Problem requirements. Copy each line of the data beneath in which the word "sneaker" appears.

Data to process Start Marker

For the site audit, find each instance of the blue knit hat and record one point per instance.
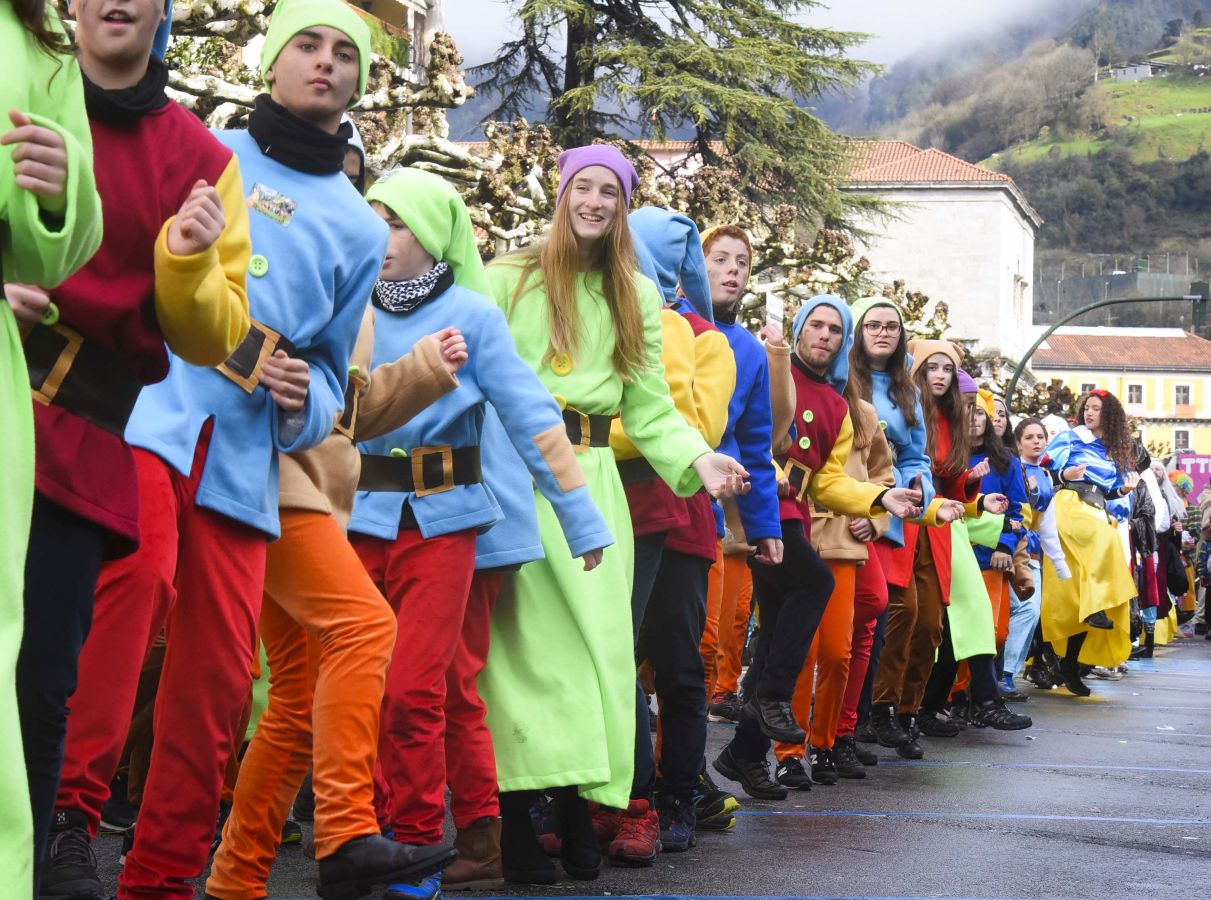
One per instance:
(670, 252)
(838, 371)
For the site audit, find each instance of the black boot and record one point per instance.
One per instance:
(520, 852)
(365, 861)
(579, 850)
(911, 749)
(887, 727)
(1145, 649)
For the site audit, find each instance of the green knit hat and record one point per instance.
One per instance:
(436, 215)
(293, 16)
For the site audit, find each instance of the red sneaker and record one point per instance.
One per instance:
(638, 836)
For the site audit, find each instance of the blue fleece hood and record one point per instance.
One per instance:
(838, 372)
(670, 252)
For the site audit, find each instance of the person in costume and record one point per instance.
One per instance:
(970, 617)
(560, 680)
(1088, 591)
(206, 460)
(844, 544)
(675, 543)
(168, 276)
(417, 538)
(747, 436)
(916, 618)
(1031, 436)
(50, 225)
(328, 637)
(792, 595)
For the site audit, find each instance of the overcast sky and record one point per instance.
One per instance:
(899, 27)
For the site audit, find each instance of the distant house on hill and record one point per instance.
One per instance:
(957, 231)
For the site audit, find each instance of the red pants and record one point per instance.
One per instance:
(328, 637)
(735, 605)
(820, 689)
(428, 583)
(870, 601)
(199, 574)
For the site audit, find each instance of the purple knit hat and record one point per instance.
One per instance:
(578, 158)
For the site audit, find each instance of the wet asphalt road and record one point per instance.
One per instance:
(1107, 796)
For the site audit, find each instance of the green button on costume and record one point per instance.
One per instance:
(560, 678)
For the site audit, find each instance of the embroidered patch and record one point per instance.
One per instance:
(273, 204)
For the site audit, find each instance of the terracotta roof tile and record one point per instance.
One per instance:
(1118, 351)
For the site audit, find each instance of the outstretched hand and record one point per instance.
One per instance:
(722, 476)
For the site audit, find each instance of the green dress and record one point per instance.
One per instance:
(560, 677)
(38, 250)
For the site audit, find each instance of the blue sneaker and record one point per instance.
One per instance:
(429, 889)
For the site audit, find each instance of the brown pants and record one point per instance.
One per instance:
(913, 634)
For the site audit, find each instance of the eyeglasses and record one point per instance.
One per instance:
(890, 328)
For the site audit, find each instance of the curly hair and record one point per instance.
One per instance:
(35, 17)
(1115, 434)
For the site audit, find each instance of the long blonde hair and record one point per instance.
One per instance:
(556, 259)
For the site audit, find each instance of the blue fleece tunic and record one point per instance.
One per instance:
(749, 435)
(495, 374)
(317, 247)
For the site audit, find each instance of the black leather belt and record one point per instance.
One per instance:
(585, 430)
(1088, 492)
(425, 470)
(635, 470)
(245, 363)
(80, 376)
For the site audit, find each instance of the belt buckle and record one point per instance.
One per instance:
(50, 387)
(418, 470)
(793, 465)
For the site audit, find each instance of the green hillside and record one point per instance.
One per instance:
(1152, 119)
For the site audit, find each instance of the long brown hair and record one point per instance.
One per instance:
(1115, 431)
(904, 391)
(556, 261)
(957, 411)
(35, 17)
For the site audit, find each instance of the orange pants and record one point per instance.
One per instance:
(827, 665)
(733, 585)
(328, 635)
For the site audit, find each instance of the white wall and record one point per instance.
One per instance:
(966, 246)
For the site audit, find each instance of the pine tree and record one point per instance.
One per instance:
(738, 74)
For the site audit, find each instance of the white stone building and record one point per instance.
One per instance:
(956, 231)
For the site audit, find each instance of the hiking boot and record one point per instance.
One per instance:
(790, 773)
(847, 760)
(70, 866)
(934, 726)
(751, 774)
(723, 708)
(477, 866)
(824, 769)
(996, 715)
(911, 749)
(888, 731)
(119, 814)
(638, 836)
(713, 809)
(676, 824)
(776, 720)
(369, 860)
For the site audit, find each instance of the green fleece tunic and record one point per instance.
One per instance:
(560, 678)
(39, 250)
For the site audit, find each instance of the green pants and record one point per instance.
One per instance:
(16, 500)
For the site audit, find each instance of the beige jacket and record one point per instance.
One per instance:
(871, 463)
(323, 479)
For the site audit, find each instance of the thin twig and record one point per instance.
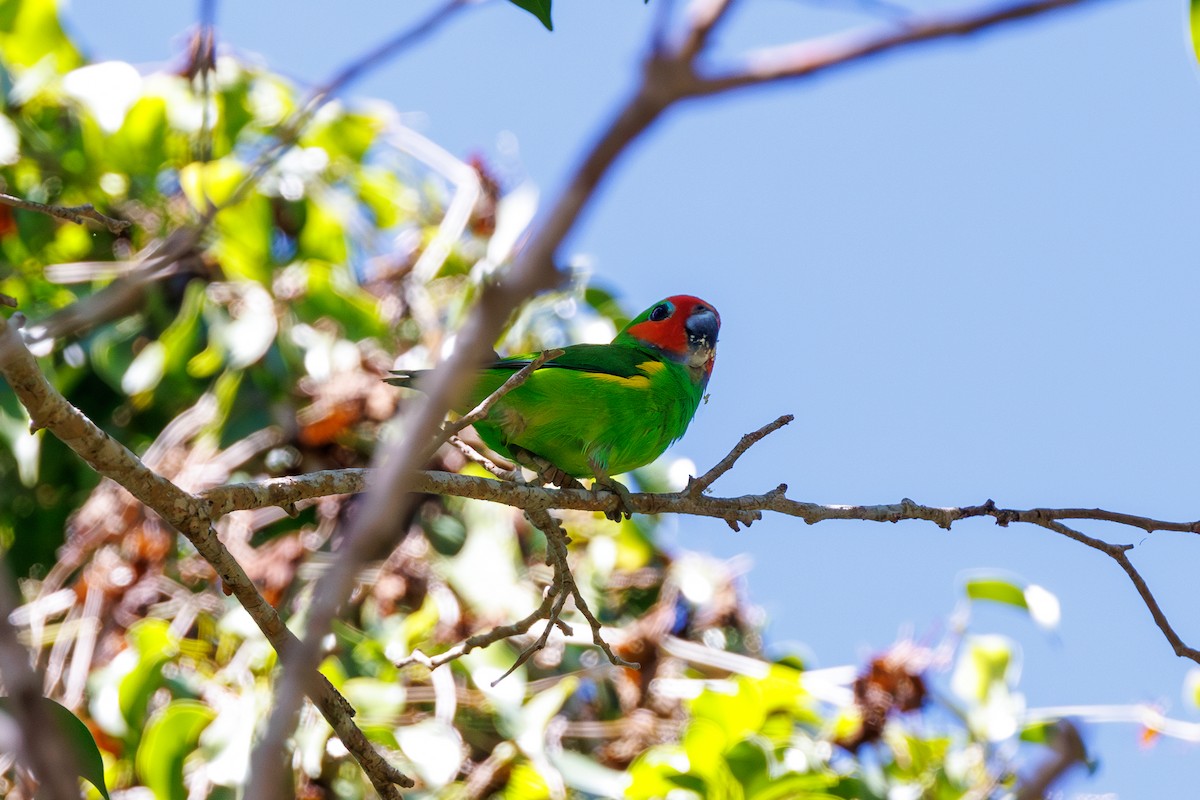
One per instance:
(483, 639)
(736, 510)
(533, 270)
(485, 407)
(42, 744)
(289, 130)
(697, 485)
(811, 56)
(77, 214)
(705, 17)
(48, 409)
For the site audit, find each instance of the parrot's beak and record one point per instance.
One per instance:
(702, 326)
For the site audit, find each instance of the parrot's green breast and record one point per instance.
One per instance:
(594, 407)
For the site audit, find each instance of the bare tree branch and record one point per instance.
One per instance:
(187, 513)
(735, 511)
(77, 214)
(809, 58)
(485, 407)
(697, 485)
(42, 743)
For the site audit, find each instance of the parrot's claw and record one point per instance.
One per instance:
(624, 509)
(547, 473)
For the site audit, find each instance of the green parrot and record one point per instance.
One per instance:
(598, 410)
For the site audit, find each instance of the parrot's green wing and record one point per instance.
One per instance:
(601, 359)
(595, 407)
(605, 359)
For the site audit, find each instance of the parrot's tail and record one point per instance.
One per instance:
(408, 379)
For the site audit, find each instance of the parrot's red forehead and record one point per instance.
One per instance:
(666, 324)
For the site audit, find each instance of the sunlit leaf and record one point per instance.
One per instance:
(84, 753)
(539, 8)
(169, 738)
(996, 590)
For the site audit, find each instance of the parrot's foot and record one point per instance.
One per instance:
(624, 499)
(547, 473)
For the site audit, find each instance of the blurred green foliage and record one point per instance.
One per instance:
(258, 350)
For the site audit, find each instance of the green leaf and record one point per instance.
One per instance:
(1195, 26)
(997, 590)
(88, 762)
(155, 645)
(172, 734)
(539, 8)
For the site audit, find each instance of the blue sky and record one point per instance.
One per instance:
(969, 269)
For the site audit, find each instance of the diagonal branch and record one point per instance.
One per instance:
(49, 410)
(737, 510)
(811, 56)
(665, 80)
(77, 214)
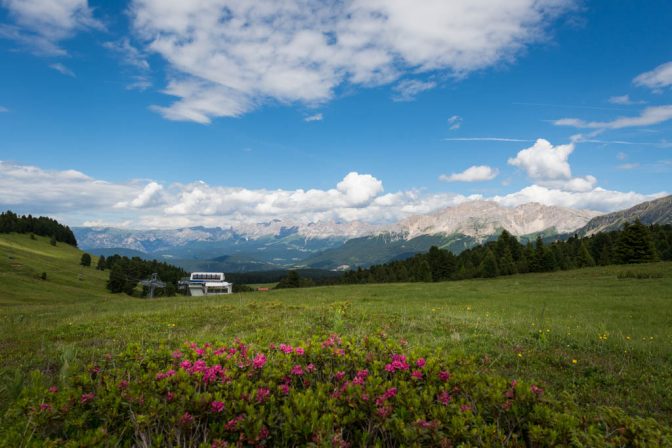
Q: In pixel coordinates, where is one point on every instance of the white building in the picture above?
(208, 284)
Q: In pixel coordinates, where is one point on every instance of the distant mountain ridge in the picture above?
(658, 211)
(330, 245)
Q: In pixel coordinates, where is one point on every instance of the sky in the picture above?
(166, 113)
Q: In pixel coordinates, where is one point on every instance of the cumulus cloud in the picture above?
(42, 24)
(63, 70)
(471, 174)
(656, 79)
(229, 56)
(76, 198)
(649, 116)
(409, 89)
(315, 117)
(548, 165)
(624, 100)
(150, 196)
(454, 122)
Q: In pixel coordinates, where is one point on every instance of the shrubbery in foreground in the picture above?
(326, 392)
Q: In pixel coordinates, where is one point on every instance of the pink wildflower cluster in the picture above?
(389, 393)
(164, 375)
(259, 361)
(398, 363)
(217, 406)
(262, 394)
(286, 349)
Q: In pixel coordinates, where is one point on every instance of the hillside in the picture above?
(23, 260)
(658, 211)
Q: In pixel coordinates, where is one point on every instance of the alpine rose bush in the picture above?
(325, 392)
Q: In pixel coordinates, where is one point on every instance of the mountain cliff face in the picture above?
(329, 245)
(481, 219)
(658, 211)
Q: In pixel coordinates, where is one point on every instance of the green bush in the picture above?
(326, 392)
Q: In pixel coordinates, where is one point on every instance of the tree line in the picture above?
(10, 222)
(126, 273)
(635, 243)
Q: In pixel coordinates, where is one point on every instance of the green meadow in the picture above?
(605, 340)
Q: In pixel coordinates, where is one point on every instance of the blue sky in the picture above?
(168, 113)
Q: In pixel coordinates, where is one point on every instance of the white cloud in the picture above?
(62, 69)
(409, 89)
(150, 196)
(548, 166)
(454, 122)
(657, 79)
(649, 116)
(77, 198)
(471, 174)
(42, 24)
(543, 161)
(597, 199)
(229, 56)
(129, 54)
(49, 190)
(624, 100)
(316, 117)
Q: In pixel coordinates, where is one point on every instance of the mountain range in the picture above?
(338, 246)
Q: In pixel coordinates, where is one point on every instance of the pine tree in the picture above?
(117, 280)
(635, 245)
(488, 268)
(584, 258)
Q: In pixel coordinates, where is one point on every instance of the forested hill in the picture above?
(635, 243)
(11, 222)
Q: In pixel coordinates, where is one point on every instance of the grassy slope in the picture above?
(530, 326)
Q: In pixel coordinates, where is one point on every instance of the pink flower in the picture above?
(217, 406)
(538, 391)
(232, 424)
(186, 419)
(259, 361)
(262, 394)
(444, 398)
(384, 411)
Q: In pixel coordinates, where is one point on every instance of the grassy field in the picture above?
(585, 332)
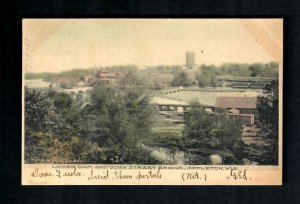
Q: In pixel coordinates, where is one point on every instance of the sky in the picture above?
(53, 45)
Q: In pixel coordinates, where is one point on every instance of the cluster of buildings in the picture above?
(105, 77)
(238, 108)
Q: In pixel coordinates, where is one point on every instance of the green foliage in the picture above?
(213, 130)
(108, 131)
(267, 106)
(181, 79)
(40, 112)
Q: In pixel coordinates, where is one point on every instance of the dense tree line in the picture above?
(107, 131)
(268, 108)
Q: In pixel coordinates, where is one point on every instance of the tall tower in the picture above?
(190, 59)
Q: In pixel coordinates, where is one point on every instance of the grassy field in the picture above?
(206, 97)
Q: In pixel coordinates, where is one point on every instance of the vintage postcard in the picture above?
(152, 101)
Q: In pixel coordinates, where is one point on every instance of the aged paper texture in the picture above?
(152, 101)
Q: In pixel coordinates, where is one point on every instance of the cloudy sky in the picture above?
(52, 45)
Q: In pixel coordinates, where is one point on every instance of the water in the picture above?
(204, 97)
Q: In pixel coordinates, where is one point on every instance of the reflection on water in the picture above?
(174, 156)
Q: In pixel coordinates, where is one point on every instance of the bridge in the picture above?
(182, 107)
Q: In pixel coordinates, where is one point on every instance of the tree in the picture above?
(117, 121)
(256, 69)
(181, 79)
(212, 130)
(267, 106)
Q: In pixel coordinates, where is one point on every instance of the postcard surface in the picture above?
(152, 101)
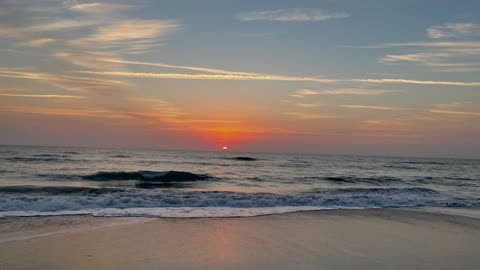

Data to process End Marker

Your response.
For the site audit, find each instance of the red sneaker and record one point per instance.
For the site audit, find each instance of the blue sneaker and record one point per instance.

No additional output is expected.